* [YOUR INSTRUCTIONS] Put the lines below into a JSON list of strings, one string per line, starting with the line that contains "the tan canvas" and continuing through the last line of the records. Skip any blank lines.

* [SOURCE MATERIAL]

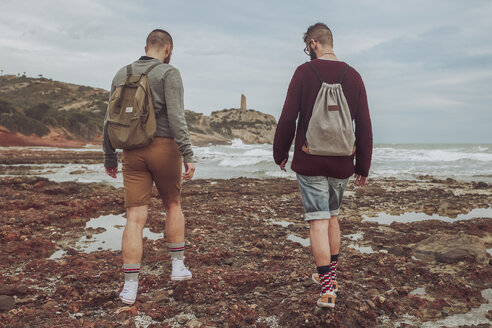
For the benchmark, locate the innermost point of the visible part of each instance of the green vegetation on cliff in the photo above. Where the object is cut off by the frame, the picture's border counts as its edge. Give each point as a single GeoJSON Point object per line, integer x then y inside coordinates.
{"type": "Point", "coordinates": [34, 106]}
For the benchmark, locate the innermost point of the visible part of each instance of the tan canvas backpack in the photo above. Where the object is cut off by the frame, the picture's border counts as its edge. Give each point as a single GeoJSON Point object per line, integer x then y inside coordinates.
{"type": "Point", "coordinates": [132, 118]}
{"type": "Point", "coordinates": [330, 131]}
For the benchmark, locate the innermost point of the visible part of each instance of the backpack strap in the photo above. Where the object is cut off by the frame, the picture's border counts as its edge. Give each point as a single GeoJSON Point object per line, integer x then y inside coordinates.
{"type": "Point", "coordinates": [315, 72]}
{"type": "Point", "coordinates": [343, 74]}
{"type": "Point", "coordinates": [151, 68]}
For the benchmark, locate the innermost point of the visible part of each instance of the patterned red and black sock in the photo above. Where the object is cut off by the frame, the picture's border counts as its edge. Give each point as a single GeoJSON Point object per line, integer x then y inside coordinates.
{"type": "Point", "coordinates": [334, 266]}
{"type": "Point", "coordinates": [325, 279]}
{"type": "Point", "coordinates": [177, 250]}
{"type": "Point", "coordinates": [131, 271]}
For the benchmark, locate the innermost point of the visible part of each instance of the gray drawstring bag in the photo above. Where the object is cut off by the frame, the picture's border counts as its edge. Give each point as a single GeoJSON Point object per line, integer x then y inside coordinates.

* [OUTPUT FOR THIS EXERCISE]
[
  "For the benchmark, locate the innermost point of the visible part of each instance of the tan canvas backpack in the photo above. Where the object is cut off by the frame, the picture's border counts as its edge. Give each point as a single GeoJSON Point object per line, integer x then y inside coordinates.",
  "{\"type\": \"Point\", \"coordinates\": [132, 118]}",
  "{\"type\": \"Point\", \"coordinates\": [330, 131]}",
  "For the benchmark, locate the innermost point of the visible part of each instance of the backpack strap in the photo above. Where the object is cut off by the frame, the picture's border counts as its edge. Give each point as a single GeoJSON Point object per line, integer x then y inside coordinates.",
  "{\"type\": \"Point\", \"coordinates\": [315, 72]}",
  "{\"type\": \"Point\", \"coordinates\": [343, 74]}",
  "{\"type\": \"Point\", \"coordinates\": [151, 68]}",
  "For the benchmark, locate the innermost point of the visible part of each instance of the patterned red and black sock in the photo above. Where the object is cut off by the frame, the picture's border counts as its edge. Give each point as a single GeoJSON Point object per line, integer x then y inside coordinates.",
  "{\"type\": \"Point\", \"coordinates\": [334, 266]}",
  "{\"type\": \"Point\", \"coordinates\": [325, 279]}",
  "{\"type\": \"Point\", \"coordinates\": [177, 250]}",
  "{\"type\": \"Point\", \"coordinates\": [131, 271]}",
  "For the benchmark, locate the innermost point of the visible part of each instance of the gray drawstring bag in the photo above. Where the object is cut off by the frame, the picture's border counts as its edge. Give each point as a single GeoJSON Point object per line, integer x then y inside coordinates."
]